▶ [Metin]
____________

Cüneyt Gökçe
29 Eylül 2006
ınsan, yaratılmışların en saygın ve en seçkinidir. Her şeyin en güzeline ve en değerlisine layıktır. Bu yüzden, insan ve insanlık uğruna yapılan her türlü yatırım ve hizmet, faaliyetlerin en makbulü sayılır.
Yüce Yaratıcı, Kutsal Kitabında, insanoğlunun değerine dikkat çekmekte ve “Gerçekten Biz Âdem evlatlarını şerefli kıldık, karada ve denizde kendilerini taşıyacak vasıtalar nasip ettik, onlara helâl ve hoş rızıklar verdik ve onları yarattığımız varlıkların çoğuna üstün kıldık” [ısra (17), 70] buyurmaktadır.
Böylece, Yüce Allah, onurlandırdığı bu yaratığın şeref ve haysiyetini koruma altına almış ve onu her türlü hakaret ve küçümsemeye karşı dokunulmaz kılmıştır.
Toplumun, farklı statü ve imkânlara sahip bireylerden oluştuğu hepimizin malumudur. Kimisinin maddi durumunu, diğerlerinkinden daha farklı ve daha rahattır. ışte, sınıflar arası sevgi, saygı ve şefkat köprüsünü kurmayı hedefleyen dinimiz, imkânı geniş olan bireylerden sıkıntılı durumlarda olanlara şefkat ve merhamet; karşı taraftan da saygı ve muhabbet alışverişini amaçlamaktadır. Böylece dünya tam anlamıyla bir “kardeşlik beşiği” haline gelecek ve problemler asgari düzeye inecektir.
Evet, bireylerin dayanışma ve kaynaşmasını isteyen dinimiz, yardım etme esnasında bile insan onurunun korunmasına öncelikli önem vermiştir. Aralarında köprü kurarken bu yolun şefkat ve saygı esaslı olmasını öngörmüş ve yoksulun rencide edilmemesini esas almıştır. Hatta zekât ve sadaka verildiğinde illaki, “bu benim zekât ve sadakamdır” gibi ifadelerin kullanılmasının zorunlu olmayışı bu yüzdendir. Yani, mutlaka “zekât ve sadaka” olduğunu vurgulayıp yoksulu utandırmanın lüzumu yoktur.

____________

▶ [Verilen satırlar]

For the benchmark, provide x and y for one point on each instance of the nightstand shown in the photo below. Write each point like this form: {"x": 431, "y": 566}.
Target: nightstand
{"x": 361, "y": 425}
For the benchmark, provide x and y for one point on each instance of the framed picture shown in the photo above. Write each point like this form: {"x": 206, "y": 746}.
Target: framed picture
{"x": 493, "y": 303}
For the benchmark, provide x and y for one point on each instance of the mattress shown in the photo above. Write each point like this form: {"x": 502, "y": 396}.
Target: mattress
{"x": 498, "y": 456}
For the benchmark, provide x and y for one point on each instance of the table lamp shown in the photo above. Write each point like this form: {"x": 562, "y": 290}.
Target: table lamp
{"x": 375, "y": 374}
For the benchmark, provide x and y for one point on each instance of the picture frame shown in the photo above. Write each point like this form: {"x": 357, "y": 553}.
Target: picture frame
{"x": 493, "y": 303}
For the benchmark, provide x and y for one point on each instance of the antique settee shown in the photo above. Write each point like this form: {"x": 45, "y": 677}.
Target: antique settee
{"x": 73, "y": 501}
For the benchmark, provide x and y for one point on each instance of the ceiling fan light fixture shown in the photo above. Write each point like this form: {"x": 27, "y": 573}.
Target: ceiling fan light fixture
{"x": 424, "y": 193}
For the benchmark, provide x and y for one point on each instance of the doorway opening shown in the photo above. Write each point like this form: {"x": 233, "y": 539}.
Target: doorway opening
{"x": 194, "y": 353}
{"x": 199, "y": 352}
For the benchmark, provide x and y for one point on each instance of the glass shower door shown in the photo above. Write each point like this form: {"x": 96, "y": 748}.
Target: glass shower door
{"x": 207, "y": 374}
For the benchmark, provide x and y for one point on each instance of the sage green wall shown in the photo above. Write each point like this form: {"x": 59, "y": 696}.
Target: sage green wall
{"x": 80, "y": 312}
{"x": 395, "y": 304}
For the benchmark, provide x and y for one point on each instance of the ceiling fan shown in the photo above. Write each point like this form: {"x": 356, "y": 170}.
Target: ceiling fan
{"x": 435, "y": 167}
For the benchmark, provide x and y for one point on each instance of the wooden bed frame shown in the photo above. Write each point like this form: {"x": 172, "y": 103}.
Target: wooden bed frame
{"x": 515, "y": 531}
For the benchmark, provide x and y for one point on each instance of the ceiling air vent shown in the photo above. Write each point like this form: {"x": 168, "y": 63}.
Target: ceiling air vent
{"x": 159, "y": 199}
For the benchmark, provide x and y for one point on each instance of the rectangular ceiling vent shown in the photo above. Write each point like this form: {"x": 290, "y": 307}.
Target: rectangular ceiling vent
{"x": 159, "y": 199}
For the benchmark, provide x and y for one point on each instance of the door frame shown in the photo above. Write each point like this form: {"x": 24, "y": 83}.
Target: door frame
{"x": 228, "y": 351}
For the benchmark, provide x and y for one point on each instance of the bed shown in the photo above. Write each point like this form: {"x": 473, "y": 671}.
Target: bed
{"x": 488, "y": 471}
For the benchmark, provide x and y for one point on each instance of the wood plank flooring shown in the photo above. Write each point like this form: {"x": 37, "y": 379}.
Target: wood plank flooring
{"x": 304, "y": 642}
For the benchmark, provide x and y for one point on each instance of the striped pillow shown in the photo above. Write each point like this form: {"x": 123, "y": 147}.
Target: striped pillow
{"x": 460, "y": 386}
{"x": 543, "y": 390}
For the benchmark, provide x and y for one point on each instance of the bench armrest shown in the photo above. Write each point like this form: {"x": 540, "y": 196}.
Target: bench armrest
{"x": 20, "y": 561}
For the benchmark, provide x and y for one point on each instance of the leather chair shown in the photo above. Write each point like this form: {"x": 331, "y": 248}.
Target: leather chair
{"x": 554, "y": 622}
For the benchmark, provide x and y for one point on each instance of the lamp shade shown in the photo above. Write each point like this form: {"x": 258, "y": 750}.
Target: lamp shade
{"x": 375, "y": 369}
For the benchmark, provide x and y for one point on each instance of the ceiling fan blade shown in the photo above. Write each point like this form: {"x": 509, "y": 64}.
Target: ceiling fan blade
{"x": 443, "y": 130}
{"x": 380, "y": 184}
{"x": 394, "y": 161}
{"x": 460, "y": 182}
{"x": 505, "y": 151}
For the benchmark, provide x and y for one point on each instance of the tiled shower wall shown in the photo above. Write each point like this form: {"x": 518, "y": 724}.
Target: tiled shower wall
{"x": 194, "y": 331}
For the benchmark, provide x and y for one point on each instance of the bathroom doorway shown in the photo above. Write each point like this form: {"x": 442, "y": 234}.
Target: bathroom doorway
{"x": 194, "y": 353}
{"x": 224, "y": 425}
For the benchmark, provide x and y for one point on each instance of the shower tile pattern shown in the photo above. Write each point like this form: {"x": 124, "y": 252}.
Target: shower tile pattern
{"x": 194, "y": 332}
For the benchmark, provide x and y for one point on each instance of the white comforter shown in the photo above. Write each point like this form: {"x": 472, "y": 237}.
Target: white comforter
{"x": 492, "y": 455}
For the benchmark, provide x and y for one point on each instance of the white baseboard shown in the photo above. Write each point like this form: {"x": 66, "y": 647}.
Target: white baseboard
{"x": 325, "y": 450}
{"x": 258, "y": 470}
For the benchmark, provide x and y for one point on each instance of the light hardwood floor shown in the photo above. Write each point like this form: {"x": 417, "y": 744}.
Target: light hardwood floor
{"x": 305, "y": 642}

____________

▶ [Yapılacaklar]
1. İnsan onuru üzerine metinde geçen “Toplumun, farklı statü ve imkânlara sahip bireylerden oluştuğu hepimizin malumudur.” cümlesini İngilizceye çevirin.
2. İnsan onuru üzerine metinde “Böylece, Yüce Allah, onurlandırdığı” sözleriyle başlayıp “karşı dokunulmaz kılmıştır.” sözlerine kadar süren bölümü aynen aktarın.
3. İnsan onuru üzerine metni kaldığı yerden sürdürün.

▶ [Alıştırma yanıtları]
1. It is known to all of us that society is made up of individuals with different statuses and means.

2.
Böylece, Yüce Allah, onurlandırdığı bu yaratığın şeref ve haysiyetini koruma altına almış ve onu her türlü hakaret ve küçümsemeye karşı dokunulmaz kılmıştır.

3.
Aşağıdaki ayet mealini hep birlikte dikkatlice okuyalım:
“Ey iman edenler! Yardım ettiğiniz kimselere minnet etmek ve incitmek suretiyle o sadakalarınızı boşa çıkarmayın! Allah’a da, âhirete de inanmadığı halde sırf insanlara gösteriş yapmak için malını harcayan kimsenin durumuna düşmeyin! Onun durumu, üzerinde azıcık toprak bulunan kaygan bir kayanın durumuna benzer ki, şiddetli bir yağmur iner inmez toprağı kayıverir, cascavlak kalır. Öyleleri işledikleri hiçbir şeyden sevap ve mükâfat elde edemezler. Zira Allah inkârcıları emellerine kavuşturmaz”. [Bakara (2), 264]
Bu ayet-i kerimede özellikle, “gösterişte bulunmak”, “minnet etmek” ve “incitmek” noktalarına vurgu yapıldığını ve bu hususların iyilikleri boşa çıkardığına dikkat çekildiğini görüyoruz.
şu halde, yapılacak iyiliklerin gösterişsiz, riyasız ve reklâmsız olması gerekir. Atalarımız ne güzel söylemiş: “ıyilik yap denize at; balık bilmezse, Halık bilir.”
Ayrıca, yardım dağıtım esnasında fakirlerin tartaklanması, rencide edilmesi, gönüllerinin kırılması kesinlikle hoş karşılanamaz. Kaş yapayım derken göz çıkarma türü davranışların makul karşılanabilmesi düşünülemez.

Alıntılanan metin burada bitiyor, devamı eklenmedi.